Your task: Which lines of the items below contain the string "tail", with case counting? Collect and copy each of those lines.

- - -

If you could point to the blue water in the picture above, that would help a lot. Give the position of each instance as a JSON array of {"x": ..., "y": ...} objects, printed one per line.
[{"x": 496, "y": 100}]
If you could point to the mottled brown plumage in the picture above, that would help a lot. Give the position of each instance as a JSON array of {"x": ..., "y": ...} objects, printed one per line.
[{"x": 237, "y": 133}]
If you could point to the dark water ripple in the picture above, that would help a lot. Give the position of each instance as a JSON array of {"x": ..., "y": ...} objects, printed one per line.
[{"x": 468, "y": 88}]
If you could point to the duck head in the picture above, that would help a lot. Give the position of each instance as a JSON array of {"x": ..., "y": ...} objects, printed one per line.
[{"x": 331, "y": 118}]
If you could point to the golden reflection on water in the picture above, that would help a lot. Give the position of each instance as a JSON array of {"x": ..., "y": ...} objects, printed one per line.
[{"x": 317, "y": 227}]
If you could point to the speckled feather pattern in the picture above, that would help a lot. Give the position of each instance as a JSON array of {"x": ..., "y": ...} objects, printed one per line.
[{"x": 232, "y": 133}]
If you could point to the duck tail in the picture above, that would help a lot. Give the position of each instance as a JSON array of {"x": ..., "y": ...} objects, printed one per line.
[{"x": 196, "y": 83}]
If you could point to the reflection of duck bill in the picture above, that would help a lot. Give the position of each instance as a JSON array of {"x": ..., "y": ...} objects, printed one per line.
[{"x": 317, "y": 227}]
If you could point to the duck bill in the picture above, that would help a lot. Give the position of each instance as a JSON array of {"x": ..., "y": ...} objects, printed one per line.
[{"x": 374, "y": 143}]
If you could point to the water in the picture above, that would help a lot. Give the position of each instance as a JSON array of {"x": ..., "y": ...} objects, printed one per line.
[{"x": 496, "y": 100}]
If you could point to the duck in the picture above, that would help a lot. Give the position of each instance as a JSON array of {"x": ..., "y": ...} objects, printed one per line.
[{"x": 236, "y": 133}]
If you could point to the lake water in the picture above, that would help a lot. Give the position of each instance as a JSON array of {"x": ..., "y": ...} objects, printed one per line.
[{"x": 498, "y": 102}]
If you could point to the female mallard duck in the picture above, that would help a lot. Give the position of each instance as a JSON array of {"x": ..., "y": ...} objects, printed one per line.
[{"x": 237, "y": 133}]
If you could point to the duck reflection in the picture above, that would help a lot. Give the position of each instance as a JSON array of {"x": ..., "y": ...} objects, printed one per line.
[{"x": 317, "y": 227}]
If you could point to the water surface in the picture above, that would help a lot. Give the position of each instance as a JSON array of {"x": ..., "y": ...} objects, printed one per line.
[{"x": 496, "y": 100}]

- - -

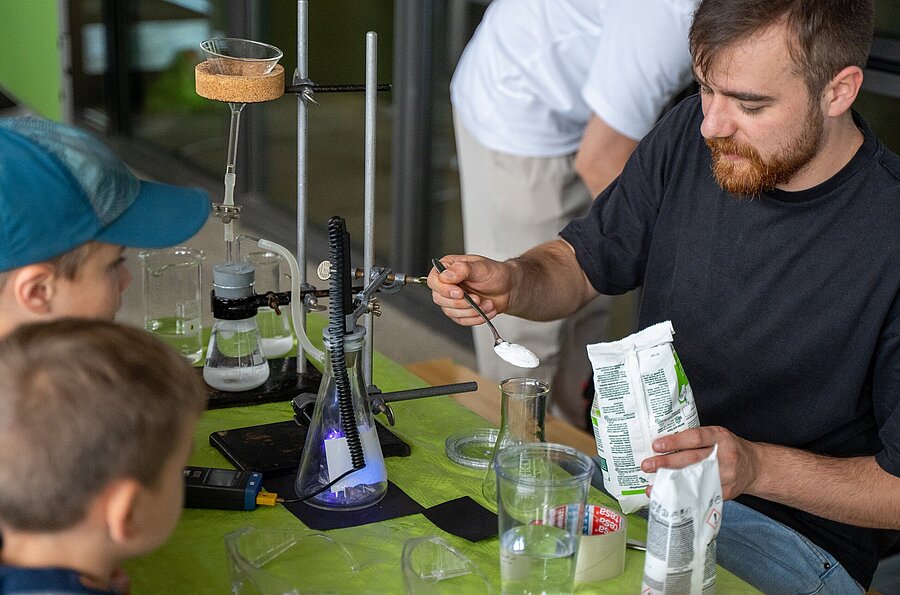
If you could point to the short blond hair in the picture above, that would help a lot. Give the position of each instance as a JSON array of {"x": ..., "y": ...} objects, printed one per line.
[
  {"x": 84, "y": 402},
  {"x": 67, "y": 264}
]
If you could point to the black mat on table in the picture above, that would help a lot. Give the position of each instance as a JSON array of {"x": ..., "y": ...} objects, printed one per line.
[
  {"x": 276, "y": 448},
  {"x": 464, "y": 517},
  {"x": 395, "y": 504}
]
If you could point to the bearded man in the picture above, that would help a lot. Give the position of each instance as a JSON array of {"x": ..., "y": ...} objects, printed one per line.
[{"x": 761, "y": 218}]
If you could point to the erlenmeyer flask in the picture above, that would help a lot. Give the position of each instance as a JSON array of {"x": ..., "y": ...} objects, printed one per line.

- - -

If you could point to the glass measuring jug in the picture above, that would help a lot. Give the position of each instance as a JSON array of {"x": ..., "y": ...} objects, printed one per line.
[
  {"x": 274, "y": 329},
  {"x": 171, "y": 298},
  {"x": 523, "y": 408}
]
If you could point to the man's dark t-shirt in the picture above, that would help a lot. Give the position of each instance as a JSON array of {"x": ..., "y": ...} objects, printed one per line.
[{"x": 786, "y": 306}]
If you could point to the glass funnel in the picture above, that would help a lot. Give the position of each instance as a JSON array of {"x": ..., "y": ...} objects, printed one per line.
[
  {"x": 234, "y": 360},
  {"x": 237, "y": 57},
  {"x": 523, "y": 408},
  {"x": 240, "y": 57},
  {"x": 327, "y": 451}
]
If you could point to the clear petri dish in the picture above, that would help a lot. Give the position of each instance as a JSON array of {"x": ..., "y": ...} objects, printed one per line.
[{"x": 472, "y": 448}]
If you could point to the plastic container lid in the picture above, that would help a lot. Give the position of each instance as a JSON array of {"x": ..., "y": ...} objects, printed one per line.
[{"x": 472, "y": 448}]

- - -

Solution for this problem:
If you could point to the duck tail in the picture above, that would help a lot. Give the position of each instance as a JSON array of {"x": ..., "y": ...} objects, printed one per line.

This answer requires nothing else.